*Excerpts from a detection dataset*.
= = = =
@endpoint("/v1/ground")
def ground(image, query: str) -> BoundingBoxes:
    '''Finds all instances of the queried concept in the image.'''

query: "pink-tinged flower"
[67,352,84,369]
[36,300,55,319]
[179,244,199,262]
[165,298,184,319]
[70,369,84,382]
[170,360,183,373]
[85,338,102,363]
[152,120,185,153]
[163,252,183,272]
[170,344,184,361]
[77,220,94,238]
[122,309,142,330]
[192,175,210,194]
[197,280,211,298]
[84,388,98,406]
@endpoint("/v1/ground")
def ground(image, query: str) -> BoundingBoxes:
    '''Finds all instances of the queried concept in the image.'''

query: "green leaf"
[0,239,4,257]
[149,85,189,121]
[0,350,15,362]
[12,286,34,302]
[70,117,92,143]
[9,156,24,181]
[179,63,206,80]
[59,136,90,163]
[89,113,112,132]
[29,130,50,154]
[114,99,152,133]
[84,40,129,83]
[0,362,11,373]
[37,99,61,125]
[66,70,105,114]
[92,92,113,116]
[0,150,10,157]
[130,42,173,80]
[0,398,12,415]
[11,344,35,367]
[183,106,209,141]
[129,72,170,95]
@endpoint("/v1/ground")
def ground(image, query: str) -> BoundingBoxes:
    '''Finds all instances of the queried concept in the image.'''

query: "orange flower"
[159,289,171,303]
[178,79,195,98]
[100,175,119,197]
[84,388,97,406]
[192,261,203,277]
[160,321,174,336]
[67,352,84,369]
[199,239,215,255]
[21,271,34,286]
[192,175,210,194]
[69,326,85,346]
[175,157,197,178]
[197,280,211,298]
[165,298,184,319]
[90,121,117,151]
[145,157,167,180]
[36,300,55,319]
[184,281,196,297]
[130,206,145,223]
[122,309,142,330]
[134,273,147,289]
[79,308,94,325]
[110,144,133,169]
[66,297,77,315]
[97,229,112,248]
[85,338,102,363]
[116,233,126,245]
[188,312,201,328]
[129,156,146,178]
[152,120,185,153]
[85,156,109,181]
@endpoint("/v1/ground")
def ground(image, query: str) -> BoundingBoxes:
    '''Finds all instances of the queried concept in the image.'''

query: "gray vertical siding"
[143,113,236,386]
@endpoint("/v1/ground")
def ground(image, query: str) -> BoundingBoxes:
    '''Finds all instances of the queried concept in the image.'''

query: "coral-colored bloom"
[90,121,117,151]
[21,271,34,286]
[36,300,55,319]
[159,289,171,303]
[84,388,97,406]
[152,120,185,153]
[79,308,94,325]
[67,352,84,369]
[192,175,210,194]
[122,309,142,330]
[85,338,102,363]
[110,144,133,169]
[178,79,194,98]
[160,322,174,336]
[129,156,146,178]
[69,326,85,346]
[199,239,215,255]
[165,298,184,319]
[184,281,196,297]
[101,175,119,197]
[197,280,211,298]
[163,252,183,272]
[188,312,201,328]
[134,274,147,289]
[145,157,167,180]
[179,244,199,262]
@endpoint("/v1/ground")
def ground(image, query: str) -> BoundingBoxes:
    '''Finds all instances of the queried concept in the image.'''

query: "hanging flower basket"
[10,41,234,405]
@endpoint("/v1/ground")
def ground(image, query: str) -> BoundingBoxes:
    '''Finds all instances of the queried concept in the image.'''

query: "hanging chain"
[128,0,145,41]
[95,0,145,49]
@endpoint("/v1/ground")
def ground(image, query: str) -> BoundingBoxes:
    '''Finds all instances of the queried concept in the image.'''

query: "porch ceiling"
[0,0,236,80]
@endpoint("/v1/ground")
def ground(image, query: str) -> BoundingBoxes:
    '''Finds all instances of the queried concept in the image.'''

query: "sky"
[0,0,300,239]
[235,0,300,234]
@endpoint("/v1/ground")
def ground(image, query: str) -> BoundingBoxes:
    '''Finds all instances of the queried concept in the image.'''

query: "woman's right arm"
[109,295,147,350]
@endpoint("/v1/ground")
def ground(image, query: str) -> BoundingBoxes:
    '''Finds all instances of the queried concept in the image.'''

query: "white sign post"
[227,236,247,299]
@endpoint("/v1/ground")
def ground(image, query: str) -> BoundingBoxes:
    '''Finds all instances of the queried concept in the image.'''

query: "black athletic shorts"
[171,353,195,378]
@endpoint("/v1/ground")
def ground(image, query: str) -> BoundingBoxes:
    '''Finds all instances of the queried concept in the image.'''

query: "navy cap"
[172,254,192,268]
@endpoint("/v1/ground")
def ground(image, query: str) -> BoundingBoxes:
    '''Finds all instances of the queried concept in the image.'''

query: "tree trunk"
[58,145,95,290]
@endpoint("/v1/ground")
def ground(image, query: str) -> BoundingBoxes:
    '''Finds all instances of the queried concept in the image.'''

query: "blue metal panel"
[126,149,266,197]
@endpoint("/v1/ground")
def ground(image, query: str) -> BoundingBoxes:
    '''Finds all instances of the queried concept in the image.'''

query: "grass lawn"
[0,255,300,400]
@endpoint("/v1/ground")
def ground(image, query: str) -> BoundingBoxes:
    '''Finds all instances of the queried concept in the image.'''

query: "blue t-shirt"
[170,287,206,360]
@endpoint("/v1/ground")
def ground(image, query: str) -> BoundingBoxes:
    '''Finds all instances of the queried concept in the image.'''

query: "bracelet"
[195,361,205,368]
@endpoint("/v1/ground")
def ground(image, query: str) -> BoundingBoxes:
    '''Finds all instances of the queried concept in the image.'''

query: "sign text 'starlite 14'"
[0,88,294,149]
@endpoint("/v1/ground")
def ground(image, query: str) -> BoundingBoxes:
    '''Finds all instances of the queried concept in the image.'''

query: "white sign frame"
= = = =
List every line in the rows above that contains the string "hanging".

query: "hanging flower basket"
query: "hanging chain"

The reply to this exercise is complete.